FRAGMENTO DE TEXTO ::

..............................

El estatus legal de las minorías

Si se quiere construir unas sociedades progresistas en Oriente Medio, es necesario reconocer el asombroso mosaico de comunidades presentes y su diversidad histórica.

Joshua Castellino

Hay pocos sitios en el mundo en los que la parafernalia del “Estado” moderno resulte tan inapropiada como en Oriente Medio y el Norte de África. La idea de un Estado soberano bajo la jurisdicción de un gobierno central, del que se espera que establezca una agenda de gobernanza que recoja las diversas aspiraciones de la totalidad de su población, es difícil de concebir. Los politólogos hablan de los “Estados- nación” como de Estados ideales que se fundamentan en unos valores compartidos: una concepción real o “imaginaria” de un pueblo unido por una identidad compartida, y unos objetivos comunes. Sin embargo, se ha demostrado que tal cosa difícilmente arraigará en esa región.

Gestionar la transición al Estado soberano

Las normas que determinan qué es un Estado se perfilaron en la legislación internacional de acuerdo con la formulación del artículo primero de la Convención de Montevideo de 1933. Un Estado se definía por tener cuatro componentes clave: una población estable, un territorio definido, un gobierno, y la capacidad de entablar relaciones internacionales. La Convención se celebró a raíz de que los países latinoamericanos reafirmasen su independencia del dominio español y portugués, conscientes de la necesidad de acabar con las ilusiones imperialistas que albergaba Estados Unidos. El principio subyacente establecía que las entidades que habían ido surgiendo paulatinamente a partir de 1810 serían consideradas Estados de pleno derecho dentro de la comunidad internacional. Si bien esta dimensión externa de la definición era crucial, la declaración recordaba a los grupos subestatales comprendidos dentro de los Estados que, en adelante, su existencia estaría confinada a las fronteras estatales, y que cualquier aspiración de secesión o redefinición de los límites quedaba descartada en la práctica.

..............................

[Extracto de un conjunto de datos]
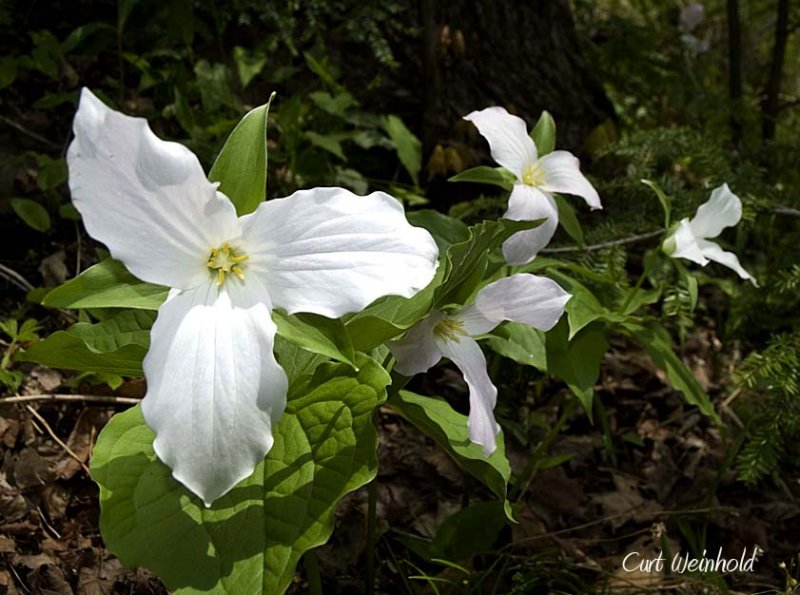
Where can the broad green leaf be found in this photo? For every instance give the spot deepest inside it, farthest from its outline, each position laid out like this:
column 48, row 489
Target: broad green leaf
column 116, row 345
column 409, row 147
column 108, row 284
column 434, row 417
column 390, row 316
column 32, row 213
column 568, row 219
column 445, row 230
column 658, row 343
column 241, row 167
column 483, row 174
column 250, row 540
column 466, row 262
column 577, row 361
column 666, row 205
column 521, row 343
column 317, row 334
column 544, row 134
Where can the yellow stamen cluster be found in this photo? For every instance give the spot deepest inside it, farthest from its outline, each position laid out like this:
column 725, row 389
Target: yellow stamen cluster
column 533, row 175
column 225, row 260
column 449, row 329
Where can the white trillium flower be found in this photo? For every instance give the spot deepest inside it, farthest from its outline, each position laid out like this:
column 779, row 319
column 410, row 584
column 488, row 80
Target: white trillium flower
column 536, row 301
column 214, row 388
column 690, row 239
column 537, row 178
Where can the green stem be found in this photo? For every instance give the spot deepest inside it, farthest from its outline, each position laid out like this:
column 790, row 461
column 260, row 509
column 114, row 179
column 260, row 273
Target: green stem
column 638, row 285
column 311, row 563
column 372, row 528
column 533, row 465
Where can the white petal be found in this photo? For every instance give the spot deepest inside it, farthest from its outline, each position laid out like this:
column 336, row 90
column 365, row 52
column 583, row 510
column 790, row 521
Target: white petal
column 686, row 244
column 417, row 352
column 329, row 251
column 536, row 301
column 723, row 209
column 214, row 389
column 468, row 357
column 527, row 203
column 713, row 252
column 508, row 138
column 146, row 199
column 562, row 173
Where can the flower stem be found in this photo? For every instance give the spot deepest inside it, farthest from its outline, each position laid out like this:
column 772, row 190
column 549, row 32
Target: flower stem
column 311, row 562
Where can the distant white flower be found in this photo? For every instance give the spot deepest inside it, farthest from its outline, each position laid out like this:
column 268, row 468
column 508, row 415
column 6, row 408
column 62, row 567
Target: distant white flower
column 214, row 389
column 690, row 239
column 531, row 198
column 536, row 301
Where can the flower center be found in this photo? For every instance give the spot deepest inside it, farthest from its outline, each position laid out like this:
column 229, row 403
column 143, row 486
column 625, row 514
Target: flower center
column 226, row 260
column 533, row 175
column 449, row 329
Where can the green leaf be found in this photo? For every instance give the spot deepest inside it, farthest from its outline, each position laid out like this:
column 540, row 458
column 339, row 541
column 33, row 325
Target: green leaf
column 568, row 219
column 32, row 213
column 409, row 147
column 250, row 540
column 445, row 230
column 658, row 343
column 483, row 174
column 666, row 205
column 577, row 361
column 544, row 134
column 466, row 262
column 520, row 343
column 435, row 417
column 317, row 334
column 107, row 284
column 117, row 345
column 241, row 167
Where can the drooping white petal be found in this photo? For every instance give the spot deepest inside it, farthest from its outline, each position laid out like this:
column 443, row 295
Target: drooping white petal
column 146, row 199
column 509, row 143
column 418, row 352
column 214, row 389
column 723, row 209
column 713, row 252
column 562, row 173
column 536, row 301
column 468, row 357
column 686, row 244
column 329, row 251
column 527, row 203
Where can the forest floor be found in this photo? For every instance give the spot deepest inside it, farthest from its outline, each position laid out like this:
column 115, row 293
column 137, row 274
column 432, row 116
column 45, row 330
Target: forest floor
column 655, row 478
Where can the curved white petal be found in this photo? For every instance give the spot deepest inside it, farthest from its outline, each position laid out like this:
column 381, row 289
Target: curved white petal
column 146, row 199
column 418, row 352
column 562, row 173
column 468, row 357
column 214, row 389
column 713, row 252
column 723, row 209
column 527, row 203
column 329, row 251
column 686, row 244
column 536, row 301
column 508, row 138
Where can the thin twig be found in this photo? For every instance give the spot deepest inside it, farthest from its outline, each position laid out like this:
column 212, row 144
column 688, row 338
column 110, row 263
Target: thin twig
column 57, row 440
column 629, row 240
column 82, row 398
column 15, row 278
column 29, row 133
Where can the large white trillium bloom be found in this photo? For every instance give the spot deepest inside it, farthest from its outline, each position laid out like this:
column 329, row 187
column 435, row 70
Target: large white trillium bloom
column 690, row 239
column 537, row 178
column 536, row 301
column 214, row 388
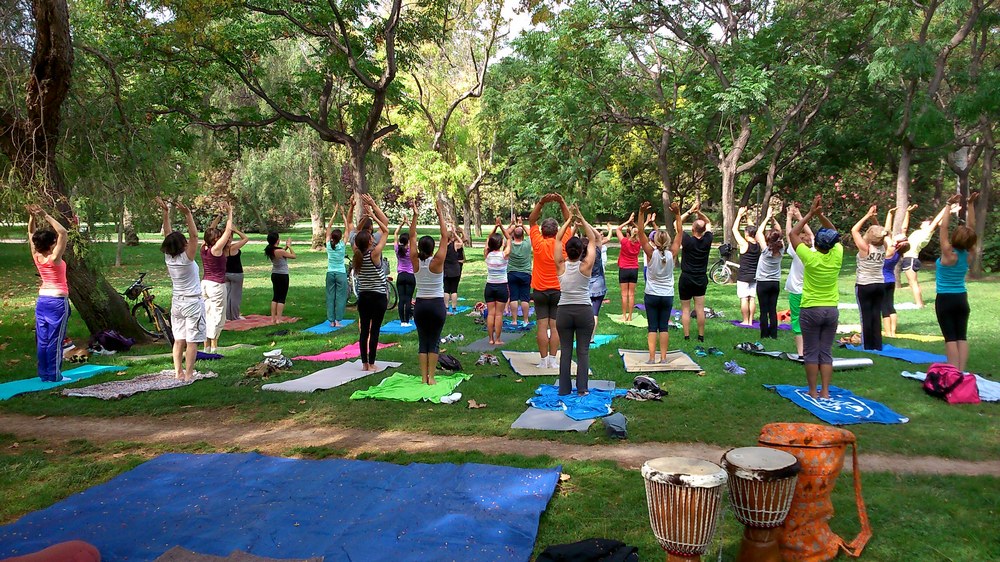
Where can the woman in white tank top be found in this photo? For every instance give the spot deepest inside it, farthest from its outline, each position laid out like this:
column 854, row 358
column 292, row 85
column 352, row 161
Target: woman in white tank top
column 575, row 317
column 429, row 313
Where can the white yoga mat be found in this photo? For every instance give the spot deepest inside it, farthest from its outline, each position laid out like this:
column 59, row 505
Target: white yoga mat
column 329, row 378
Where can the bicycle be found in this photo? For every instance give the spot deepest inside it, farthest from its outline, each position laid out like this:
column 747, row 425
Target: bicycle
column 721, row 271
column 152, row 318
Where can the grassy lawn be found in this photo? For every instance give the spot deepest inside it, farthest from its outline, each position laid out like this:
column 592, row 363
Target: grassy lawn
column 716, row 408
column 36, row 474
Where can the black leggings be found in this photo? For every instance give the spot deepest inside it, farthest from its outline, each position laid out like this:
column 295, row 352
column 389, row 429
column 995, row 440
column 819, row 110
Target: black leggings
column 371, row 312
column 574, row 320
column 952, row 310
column 279, row 287
column 406, row 284
column 430, row 316
column 870, row 307
column 767, row 299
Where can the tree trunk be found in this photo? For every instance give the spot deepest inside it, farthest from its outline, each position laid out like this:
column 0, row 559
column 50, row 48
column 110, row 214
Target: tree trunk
column 315, row 199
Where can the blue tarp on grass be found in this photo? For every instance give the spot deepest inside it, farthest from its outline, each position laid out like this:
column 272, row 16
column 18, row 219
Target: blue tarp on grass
column 289, row 508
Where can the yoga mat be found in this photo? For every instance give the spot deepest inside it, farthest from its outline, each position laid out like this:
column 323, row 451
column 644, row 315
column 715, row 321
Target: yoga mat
column 989, row 391
column 903, row 354
column 169, row 355
column 839, row 363
column 23, row 386
column 347, row 352
column 292, row 508
column 409, row 388
column 483, row 344
column 113, row 390
column 326, row 379
column 756, row 325
column 638, row 320
column 395, row 327
column 842, row 408
column 525, row 363
column 635, row 362
column 324, row 327
column 251, row 321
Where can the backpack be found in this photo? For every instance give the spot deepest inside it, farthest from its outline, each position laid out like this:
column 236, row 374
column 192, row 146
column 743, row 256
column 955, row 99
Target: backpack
column 947, row 382
column 449, row 362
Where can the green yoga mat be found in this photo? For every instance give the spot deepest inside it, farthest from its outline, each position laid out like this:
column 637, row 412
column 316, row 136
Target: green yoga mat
column 13, row 388
column 408, row 388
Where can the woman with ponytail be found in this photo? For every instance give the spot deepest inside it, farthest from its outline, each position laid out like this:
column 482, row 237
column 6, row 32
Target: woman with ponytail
column 659, row 294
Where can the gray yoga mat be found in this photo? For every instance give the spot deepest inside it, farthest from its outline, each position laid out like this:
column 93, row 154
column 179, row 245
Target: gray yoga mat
column 550, row 420
column 483, row 345
column 332, row 377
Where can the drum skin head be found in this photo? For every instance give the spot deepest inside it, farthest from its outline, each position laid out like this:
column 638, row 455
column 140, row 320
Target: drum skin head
column 683, row 471
column 760, row 463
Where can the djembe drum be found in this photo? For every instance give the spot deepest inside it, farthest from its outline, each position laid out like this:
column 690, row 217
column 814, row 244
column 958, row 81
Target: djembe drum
column 761, row 487
column 685, row 500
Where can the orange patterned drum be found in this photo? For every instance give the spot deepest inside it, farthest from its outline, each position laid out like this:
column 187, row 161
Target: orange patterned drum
column 685, row 500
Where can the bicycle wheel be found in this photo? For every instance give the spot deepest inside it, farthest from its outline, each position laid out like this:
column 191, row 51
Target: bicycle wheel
column 163, row 323
column 145, row 318
column 721, row 274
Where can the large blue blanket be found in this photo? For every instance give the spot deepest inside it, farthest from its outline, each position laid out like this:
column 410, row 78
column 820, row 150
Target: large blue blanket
column 842, row 408
column 288, row 508
column 596, row 404
column 903, row 354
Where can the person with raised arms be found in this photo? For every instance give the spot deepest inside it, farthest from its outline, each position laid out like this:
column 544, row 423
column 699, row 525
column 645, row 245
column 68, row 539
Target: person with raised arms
column 819, row 315
column 187, row 308
column 544, row 279
column 574, row 261
column 48, row 245
column 429, row 313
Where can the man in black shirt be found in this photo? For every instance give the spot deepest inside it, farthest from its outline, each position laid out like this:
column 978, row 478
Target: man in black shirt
column 695, row 250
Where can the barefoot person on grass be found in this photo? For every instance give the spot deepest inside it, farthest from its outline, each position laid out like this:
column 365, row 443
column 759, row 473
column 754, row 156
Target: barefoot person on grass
column 187, row 308
column 52, row 307
column 819, row 315
column 429, row 312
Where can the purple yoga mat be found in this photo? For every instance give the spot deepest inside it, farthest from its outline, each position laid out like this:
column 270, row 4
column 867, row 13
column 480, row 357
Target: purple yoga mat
column 756, row 325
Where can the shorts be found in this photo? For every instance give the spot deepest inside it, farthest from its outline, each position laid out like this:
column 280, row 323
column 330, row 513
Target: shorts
column 689, row 287
column 187, row 319
column 496, row 292
column 519, row 285
column 911, row 264
column 546, row 303
column 795, row 304
column 628, row 276
column 746, row 290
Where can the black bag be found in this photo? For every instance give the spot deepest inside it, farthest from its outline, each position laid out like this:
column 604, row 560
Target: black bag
column 449, row 362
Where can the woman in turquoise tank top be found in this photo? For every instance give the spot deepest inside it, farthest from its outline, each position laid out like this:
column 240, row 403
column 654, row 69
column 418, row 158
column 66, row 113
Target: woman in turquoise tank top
column 952, row 302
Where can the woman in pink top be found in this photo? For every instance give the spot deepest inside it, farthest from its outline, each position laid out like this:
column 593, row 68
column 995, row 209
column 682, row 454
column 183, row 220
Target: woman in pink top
column 52, row 308
column 628, row 264
column 213, row 283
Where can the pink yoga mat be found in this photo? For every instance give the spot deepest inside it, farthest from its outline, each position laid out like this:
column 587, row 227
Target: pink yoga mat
column 251, row 321
column 346, row 352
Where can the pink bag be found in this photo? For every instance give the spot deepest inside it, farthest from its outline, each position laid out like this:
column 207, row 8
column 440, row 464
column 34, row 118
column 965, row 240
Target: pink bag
column 945, row 381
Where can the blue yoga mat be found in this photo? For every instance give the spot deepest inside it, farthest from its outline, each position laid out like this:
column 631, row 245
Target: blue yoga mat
column 903, row 354
column 596, row 404
column 289, row 508
column 324, row 327
column 842, row 408
column 395, row 327
column 13, row 388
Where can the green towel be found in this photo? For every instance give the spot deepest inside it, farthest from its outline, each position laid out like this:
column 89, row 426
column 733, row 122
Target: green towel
column 638, row 320
column 409, row 388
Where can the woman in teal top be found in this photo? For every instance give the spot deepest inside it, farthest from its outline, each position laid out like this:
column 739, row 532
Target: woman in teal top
column 952, row 302
column 336, row 273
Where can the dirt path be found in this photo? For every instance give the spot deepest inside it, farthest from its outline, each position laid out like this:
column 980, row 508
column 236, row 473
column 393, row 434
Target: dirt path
column 279, row 437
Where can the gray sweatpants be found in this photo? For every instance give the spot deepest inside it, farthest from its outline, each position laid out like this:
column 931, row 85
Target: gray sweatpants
column 574, row 320
column 819, row 329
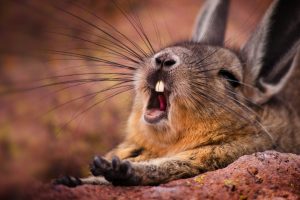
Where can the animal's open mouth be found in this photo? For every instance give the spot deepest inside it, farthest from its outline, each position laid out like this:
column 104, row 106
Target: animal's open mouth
column 158, row 105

..............................

TAREAS ::
1. Transcriba del texto sobre el estatus legal de las minorías el fragmento que comienza con las palabras que contienen "El estatus legal" y concluye con "su diversidad histórica.".
2. Según el texto sobre el estatus legal de las minorías, ¿cuáles son los cuatro componentes clave que definían a un Estado?
3. Prolongue el texto sobre el estatus legal de las minorías a partir de su última oración.
Los registros no guardan relación alguna con el texto sobre el estatus legal de las minorías.

RESPUESTAS DEL EJERCICIO ::
1.
El estatus legal de las minorías

Si se quiere construir unas sociedades progresistas en Oriente Medio, es necesario reconocer el asombroso mosaico de comunidades presentes y su diversidad histórica.

2. Una población estable, un territorio definido, un gobierno y la capacidad de entablar relaciones internacionales.

3.
A medida que fueron apareciendo “Estados” como consecuencia de las diversas oleadas de descolonización e independencia de esta y otras regiones, se les fue otorgando soberanía y reconocimiento más allá de sus fronteras, y fueron acogidos por la comunidad de países como actores legítimos en el marco de la legislación internacional. Consciente de la naturaleza arbitraria de los límites que establecían el territorio del Estado poscolonial medio, y teniendo presentes los claros signos de tensiones relacionadas con la identidad dentro de esas entidades, la comunidad internacional delegó en el nuevo Estado el proceso de construcción nacional. Karl Deutsche y William Foltz, dos politólogos de la Universidad de Yale que publicaron sus trabajos en la década de los sesenta, se dedicaron a mostrar cómo conseguirlo. Para ello, aportaron documentación referente a los esfuerzos europeos en esa dirección –los cuales, en su opinión, ofrecían la evidencia histórica y política “más rica” en lo que respecta a la construcción del Estado– con el fin de dar una idea de cómo podría funcionar el proceso de constitución de una nación.

Hasta qué punto la experiencia vivida en Europa, donde los Estados y las comunidades comprendidas en ellos han evolucionado a lo largo de los siglos, podía ser un modelo útil para aquellos cuyos territorios les habían sido arrebatados para, a continuación, reconfigurarlos a partir de los restos de imperios anteriores, fue algo que se malentendió y se ignoró deliberadamente. Los confines que delimitaban los Estados se basaban en influencias externas y en negociaciones políticas entre las élites de esas nuevas entidades y su máximo hegemon, y entre los hegemon deseosos de demarcar sus esferas de influencia, como quedó de manifiesto hace 100 años en el Acuerdo Sykes-Picot. La ausencia de diálogo con las diversas comunidades que vivían dentro de las nuevas fronteras y el hecho de que no se las tratase como “sujetos” de derecho legítimos cuyo consentimiento era imprescindible, sino como objetos de los que se podía prescindir, provocó que en muchas partes de la región acabasen juntas comunidades con antagonismos históricos y rivalidades profundamente arraigadas. Acto seguido, fueron entregadas a un hombre fuerte capaz de poner “orden” para que las gobernase. No es de extrañar que lo primero que se hacía para garantizar ese orden fuese suprimir cualquier diferencia que pudiese ahondar las fisuras de identidad existentes en las sociedades en ciernes.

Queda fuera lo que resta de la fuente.